## Problem to work on
Your task is to copy the stretch of lines in the records below that begins with the line containing "positive clicks: (22, 195)" and ends with the line containing "190L104 198L103 184L57", exactly as written, with nothing added.

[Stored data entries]
==================================================
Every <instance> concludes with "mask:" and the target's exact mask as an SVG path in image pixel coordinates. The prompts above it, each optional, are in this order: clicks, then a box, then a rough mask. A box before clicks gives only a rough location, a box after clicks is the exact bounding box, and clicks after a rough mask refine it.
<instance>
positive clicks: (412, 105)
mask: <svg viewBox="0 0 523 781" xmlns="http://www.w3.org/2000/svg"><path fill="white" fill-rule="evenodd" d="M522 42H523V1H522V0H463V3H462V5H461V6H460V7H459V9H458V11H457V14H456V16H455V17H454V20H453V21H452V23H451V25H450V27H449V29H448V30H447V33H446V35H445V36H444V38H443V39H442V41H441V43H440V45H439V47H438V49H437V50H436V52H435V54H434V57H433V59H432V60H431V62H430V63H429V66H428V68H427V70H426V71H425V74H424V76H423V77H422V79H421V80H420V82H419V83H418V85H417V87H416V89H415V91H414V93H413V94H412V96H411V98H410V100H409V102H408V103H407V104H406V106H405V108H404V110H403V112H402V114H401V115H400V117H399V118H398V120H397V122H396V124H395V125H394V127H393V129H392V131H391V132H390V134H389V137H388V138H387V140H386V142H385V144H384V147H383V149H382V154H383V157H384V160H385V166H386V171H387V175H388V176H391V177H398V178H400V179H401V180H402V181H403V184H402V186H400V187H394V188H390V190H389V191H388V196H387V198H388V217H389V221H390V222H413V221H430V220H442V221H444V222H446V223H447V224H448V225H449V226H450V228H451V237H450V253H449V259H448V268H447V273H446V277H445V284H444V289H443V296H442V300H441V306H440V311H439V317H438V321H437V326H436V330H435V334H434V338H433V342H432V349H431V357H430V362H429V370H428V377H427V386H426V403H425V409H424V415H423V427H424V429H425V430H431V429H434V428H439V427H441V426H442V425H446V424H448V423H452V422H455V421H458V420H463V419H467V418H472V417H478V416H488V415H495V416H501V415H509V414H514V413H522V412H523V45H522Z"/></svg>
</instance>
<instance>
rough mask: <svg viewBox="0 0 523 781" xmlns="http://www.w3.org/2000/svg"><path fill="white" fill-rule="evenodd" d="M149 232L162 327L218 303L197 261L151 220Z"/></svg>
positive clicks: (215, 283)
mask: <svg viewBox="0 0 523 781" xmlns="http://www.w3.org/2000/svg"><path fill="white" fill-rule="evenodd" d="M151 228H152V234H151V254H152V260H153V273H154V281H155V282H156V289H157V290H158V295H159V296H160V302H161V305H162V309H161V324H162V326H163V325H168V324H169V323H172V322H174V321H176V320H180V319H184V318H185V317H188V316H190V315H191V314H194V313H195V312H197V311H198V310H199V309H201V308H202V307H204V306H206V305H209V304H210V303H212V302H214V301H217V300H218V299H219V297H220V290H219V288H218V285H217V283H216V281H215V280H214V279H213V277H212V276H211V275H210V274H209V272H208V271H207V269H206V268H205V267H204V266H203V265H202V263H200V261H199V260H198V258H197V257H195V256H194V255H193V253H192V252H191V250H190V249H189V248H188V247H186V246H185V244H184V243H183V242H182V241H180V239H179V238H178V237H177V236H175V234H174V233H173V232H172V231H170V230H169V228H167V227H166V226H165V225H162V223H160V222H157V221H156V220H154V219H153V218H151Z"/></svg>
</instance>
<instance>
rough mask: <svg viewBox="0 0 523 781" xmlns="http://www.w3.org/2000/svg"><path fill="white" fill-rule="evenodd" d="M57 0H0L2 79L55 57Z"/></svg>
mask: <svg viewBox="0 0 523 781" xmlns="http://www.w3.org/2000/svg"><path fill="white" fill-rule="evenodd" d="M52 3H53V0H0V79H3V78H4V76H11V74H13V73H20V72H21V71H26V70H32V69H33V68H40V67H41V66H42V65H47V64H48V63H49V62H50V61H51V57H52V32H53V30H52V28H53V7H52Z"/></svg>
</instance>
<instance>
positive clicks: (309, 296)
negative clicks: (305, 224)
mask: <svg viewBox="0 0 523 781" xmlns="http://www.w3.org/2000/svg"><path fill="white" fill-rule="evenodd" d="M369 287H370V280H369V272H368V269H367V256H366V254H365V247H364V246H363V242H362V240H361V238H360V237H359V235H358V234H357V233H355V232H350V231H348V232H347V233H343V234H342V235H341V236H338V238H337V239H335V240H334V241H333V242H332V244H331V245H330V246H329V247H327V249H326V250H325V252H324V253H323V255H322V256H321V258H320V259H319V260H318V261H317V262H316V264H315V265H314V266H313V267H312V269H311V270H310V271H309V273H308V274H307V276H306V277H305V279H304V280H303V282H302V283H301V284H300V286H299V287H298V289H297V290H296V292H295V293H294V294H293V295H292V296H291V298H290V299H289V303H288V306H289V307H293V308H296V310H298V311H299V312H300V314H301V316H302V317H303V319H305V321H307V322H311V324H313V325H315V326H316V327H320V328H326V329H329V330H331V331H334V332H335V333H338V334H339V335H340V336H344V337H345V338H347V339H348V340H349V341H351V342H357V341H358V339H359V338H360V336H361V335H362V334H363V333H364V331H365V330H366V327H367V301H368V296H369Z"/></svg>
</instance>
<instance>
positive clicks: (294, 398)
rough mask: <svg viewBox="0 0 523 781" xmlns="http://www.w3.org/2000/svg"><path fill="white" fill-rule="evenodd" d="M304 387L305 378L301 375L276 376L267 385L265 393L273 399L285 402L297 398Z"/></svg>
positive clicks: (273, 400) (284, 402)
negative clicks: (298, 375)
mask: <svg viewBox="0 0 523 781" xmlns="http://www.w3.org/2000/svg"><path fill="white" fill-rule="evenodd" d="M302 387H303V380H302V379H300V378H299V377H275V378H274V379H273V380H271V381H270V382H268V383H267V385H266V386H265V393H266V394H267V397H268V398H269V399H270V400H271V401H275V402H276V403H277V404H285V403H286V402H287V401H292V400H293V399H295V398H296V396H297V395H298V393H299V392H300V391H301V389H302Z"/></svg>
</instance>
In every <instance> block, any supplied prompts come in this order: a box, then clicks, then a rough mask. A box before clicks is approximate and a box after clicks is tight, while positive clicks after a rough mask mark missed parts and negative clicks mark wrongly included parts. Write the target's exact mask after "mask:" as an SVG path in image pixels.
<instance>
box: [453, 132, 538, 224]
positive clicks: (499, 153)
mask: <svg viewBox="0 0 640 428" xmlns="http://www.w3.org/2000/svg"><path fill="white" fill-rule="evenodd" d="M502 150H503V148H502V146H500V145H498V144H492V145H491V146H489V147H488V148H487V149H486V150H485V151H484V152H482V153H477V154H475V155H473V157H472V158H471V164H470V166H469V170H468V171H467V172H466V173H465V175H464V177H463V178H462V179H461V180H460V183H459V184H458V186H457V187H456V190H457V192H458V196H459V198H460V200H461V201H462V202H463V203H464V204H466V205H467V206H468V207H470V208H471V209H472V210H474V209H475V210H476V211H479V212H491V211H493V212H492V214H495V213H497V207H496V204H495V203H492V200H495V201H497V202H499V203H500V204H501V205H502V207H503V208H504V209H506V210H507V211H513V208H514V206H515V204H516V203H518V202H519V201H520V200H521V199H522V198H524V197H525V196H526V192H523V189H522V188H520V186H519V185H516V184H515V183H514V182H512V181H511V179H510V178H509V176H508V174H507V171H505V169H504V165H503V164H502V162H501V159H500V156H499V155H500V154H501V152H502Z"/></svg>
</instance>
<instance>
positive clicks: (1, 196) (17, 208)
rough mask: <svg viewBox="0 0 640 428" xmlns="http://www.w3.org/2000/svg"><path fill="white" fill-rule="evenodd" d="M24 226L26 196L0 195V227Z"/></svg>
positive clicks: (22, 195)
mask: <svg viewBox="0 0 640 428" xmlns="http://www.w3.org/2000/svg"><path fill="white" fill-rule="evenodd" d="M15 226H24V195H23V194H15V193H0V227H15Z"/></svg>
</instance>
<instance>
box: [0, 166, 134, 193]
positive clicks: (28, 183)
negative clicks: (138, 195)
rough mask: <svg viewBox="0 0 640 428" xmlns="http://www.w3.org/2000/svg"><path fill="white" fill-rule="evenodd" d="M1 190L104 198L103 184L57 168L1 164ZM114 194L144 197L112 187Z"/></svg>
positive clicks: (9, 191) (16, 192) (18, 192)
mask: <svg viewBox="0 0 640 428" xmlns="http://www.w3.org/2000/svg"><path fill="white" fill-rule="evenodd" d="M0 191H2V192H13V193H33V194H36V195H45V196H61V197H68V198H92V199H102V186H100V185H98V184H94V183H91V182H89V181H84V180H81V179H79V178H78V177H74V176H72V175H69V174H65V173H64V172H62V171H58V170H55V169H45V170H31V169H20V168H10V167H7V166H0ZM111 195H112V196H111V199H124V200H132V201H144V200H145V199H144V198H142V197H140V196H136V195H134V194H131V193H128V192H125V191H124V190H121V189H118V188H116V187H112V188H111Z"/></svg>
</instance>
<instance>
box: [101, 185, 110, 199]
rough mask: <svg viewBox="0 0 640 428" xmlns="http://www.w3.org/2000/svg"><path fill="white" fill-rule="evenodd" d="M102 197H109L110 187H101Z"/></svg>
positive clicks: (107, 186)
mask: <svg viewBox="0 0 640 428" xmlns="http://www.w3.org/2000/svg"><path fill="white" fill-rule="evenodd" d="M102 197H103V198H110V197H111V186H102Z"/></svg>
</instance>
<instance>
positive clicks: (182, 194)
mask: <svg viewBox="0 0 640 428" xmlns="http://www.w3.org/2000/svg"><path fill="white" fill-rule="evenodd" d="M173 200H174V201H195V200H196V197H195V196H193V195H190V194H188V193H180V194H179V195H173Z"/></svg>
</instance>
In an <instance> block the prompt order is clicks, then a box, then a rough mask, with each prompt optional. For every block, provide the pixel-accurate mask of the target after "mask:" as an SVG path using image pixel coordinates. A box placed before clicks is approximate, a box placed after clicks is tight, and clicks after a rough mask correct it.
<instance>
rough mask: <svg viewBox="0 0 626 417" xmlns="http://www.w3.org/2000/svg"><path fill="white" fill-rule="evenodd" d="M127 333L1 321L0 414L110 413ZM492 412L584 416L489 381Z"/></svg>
==================================================
## Answer to this exercise
positive clicks: (22, 195)
mask: <svg viewBox="0 0 640 428" xmlns="http://www.w3.org/2000/svg"><path fill="white" fill-rule="evenodd" d="M15 226H24V195H23V194H15V193H0V227H15Z"/></svg>
</instance>
<instance>
box: [0, 166, 134, 193]
positive clicks: (28, 183)
negative clicks: (138, 195)
rough mask: <svg viewBox="0 0 640 428" xmlns="http://www.w3.org/2000/svg"><path fill="white" fill-rule="evenodd" d="M1 190L104 198L103 184L57 168L1 164ZM114 194L144 197L112 187Z"/></svg>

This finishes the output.